**PASSAGE PROVIDED**

* Begin *

--- On Thu, 7/3/08, Shachar Shemesh <[EMAIL PROTECTED]> wrote:
> From: Shachar Shemesh <[EMAIL PROTECTED]>
> Subject: Re: Linux executable startup stack structure
> To: [EMAIL PROTECTED]
> Cc: "Fakeroot NG" <[EMAIL PROTECTED]>, "linux-il" <[email protected]>
> Date: Thursday, July 3, 2008, 10:46 AM
> Valery Reznic wrote:
> > P.S. And what do you need it for (except curiosity) ?
> >
> >
> It's going to be a somewhat long p.s. If you understood
> the problem I'm
> trying to solve, skip ahead to area marked "proposed
> solution" for how
> I'll be trying to solve it.
Curiosity part is (mostly) satisfied.
I think your proposed solution will work (no reason why not)
And if you change AT_ENTRY in the auxv you'll trick ld-linux to think
it was loaded as interpreter and not directly.
But why you need it and what good it will do ?
Interpreter use this information (interpreter/directly) to adjust argc/argv
that will be passed to main()
Valery
>
> Here's a piece of trivia for you. /lib/ld-linux.so and
> glibc go
> together. This is true in the sense that they are compiled
> from the same
> sources, but even more so, it is true in the sense that you
> cannot
> intermix versions of it. Take an old linux version's
> chroot you have,
> replace ld-linux there with a new version, and try
> chrooting into it.
> You will likely get something along the lines of the
> following error:
> > # /usr/sbin/chroot /srv/chroot/etch/
> > /bin/bash: relocation error: /lib/tls/libc.so.6:
> symbol
> > _dl_out_of_memory, version GLIBC_PRIVATE not defined
> in file
> > ld-linux.so.2 with link time reference
>
> I'm not sure whether it's glibc relying on ld-linux
> or the other way
> around (the first would, at least, make some kind of
> sense), but any way
> you turn it, things don't work.
>
> As far as I know, there are three approaches to emulating a
> chroot.
> There is "fakechroot", which uses LD_PRELOAD.
> This means it cannot
> override anything that ld-linux (a statically compiled
> library, for
> obvious reasons) do, which means that when you run
> "chroot
> /srv/chroot/etch/", both ld-linux and glibc (as well
> as any other
> library mentioned in the ELF header) gets loaded from the
> real root of
> the system, so no problem there (except the obvious one -
> that the
> chroot isn't much of one). The second approach is the
> one employed by
> user mode linux. It basically catches everything and
> everywhere, and
> replaces the entire tasks otherwise performed by the real
> kernel, and so
> no problem but a HUGE overhead.

* End *

**EXERCISE PROMPT**
From the message on Linux executable startup, copy the passage starting at "I think your" and ending at "and not directly.". The items that come next aren't needed for anything here.

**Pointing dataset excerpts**
* Begin *

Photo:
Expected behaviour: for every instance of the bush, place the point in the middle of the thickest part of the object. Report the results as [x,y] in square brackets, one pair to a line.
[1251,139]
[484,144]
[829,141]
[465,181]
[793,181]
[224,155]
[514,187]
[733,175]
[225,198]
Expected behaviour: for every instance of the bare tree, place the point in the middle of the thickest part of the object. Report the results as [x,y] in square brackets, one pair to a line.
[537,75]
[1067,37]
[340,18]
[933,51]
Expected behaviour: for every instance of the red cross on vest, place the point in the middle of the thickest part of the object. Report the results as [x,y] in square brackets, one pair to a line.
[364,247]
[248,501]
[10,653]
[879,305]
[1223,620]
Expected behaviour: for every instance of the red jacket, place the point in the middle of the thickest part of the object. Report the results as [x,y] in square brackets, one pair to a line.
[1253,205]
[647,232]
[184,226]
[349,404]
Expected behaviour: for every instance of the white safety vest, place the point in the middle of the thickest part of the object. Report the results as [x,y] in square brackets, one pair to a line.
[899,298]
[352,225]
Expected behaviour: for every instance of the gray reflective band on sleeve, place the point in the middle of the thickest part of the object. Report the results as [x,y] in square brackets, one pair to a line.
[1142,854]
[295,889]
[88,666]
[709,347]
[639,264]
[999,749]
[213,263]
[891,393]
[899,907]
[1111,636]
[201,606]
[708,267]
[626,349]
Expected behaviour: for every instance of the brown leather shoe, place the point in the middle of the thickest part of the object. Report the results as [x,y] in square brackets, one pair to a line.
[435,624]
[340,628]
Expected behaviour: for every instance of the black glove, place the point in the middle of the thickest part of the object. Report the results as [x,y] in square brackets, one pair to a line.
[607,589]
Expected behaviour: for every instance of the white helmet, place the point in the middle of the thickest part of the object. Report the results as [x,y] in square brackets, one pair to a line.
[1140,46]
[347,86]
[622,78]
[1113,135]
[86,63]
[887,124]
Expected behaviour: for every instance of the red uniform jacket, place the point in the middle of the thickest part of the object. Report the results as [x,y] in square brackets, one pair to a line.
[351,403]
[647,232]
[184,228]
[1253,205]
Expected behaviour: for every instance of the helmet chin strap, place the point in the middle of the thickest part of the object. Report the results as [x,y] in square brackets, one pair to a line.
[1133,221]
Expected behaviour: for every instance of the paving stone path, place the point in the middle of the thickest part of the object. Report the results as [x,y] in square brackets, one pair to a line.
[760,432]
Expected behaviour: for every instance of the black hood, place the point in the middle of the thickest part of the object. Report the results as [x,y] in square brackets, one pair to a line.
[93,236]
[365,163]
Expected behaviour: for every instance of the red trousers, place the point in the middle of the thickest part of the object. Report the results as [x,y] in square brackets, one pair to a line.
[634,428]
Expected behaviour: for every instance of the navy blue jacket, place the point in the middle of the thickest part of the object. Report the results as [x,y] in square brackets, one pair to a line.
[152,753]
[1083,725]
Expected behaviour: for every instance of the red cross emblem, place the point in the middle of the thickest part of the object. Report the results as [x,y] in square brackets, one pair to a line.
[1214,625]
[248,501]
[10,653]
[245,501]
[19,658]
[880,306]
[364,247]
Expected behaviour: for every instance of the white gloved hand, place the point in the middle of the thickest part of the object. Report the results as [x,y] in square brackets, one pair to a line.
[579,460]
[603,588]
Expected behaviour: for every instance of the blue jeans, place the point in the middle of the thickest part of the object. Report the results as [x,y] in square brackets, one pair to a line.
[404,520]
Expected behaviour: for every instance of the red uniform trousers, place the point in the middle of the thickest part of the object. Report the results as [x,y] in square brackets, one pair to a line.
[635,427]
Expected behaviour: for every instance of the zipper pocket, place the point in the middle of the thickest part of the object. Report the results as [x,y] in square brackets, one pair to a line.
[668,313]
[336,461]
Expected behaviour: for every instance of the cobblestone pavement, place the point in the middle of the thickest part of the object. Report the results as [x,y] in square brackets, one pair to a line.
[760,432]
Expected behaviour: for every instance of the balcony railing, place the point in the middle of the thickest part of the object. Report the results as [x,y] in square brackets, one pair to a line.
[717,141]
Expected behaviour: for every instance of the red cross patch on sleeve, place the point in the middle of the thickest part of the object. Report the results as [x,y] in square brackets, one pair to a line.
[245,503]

* End *

**RESPONSE TO THE EXERCISE**
I think your proposed solution will work (no reason why not)
And if you change AT_ENTRY in the auxv you'll trick ld-linux to think
it was loaded as interpreter and not directly.